::: MATERIALS PROVIDED :::

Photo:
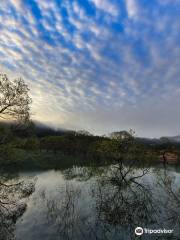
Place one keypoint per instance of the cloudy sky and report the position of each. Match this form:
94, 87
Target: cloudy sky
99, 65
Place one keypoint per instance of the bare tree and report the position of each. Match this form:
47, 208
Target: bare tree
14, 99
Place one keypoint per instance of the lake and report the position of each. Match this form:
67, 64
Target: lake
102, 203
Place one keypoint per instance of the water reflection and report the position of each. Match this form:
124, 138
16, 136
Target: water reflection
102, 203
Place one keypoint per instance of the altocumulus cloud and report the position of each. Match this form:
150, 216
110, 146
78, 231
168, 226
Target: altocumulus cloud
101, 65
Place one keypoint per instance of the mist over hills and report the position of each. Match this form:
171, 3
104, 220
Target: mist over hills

:::
::: MATERIALS PROVIDED :::

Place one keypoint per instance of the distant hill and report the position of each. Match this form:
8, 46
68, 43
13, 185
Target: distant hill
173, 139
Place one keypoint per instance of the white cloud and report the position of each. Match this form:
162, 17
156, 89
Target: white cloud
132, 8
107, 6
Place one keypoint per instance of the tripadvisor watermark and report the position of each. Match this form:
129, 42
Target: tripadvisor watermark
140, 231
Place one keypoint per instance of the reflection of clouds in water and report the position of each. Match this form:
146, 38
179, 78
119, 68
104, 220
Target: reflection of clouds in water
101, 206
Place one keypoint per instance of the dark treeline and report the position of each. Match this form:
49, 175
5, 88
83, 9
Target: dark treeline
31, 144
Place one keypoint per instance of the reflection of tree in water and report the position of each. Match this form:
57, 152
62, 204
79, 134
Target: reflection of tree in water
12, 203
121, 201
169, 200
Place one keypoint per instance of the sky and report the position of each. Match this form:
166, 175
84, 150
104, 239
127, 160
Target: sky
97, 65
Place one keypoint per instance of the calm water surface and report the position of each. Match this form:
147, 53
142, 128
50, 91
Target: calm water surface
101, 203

:::

• _SET TASK_:
Please format the stretch of the records from the line containing "Place one keypoint per instance of the altocumulus" through the line containing "Target: mist over hills" as a Markdown table with the columns "No." and "Text", numbering each line in order and leaving out any blank lines.

• _EXERCISE RESULT_:
| No. | Text |
|---|---|
| 1 | Place one keypoint per instance of the altocumulus cloud and report the position of each. Match this form: |
| 2 | 150, 216 |
| 3 | 110, 146 |
| 4 | 78, 231 |
| 5 | 168, 226 |
| 6 | Target: altocumulus cloud |
| 7 | 101, 65 |
| 8 | Place one keypoint per instance of the mist over hills and report the position of each. Match this form: |
| 9 | 171, 3 |
| 10 | 104, 220 |
| 11 | Target: mist over hills |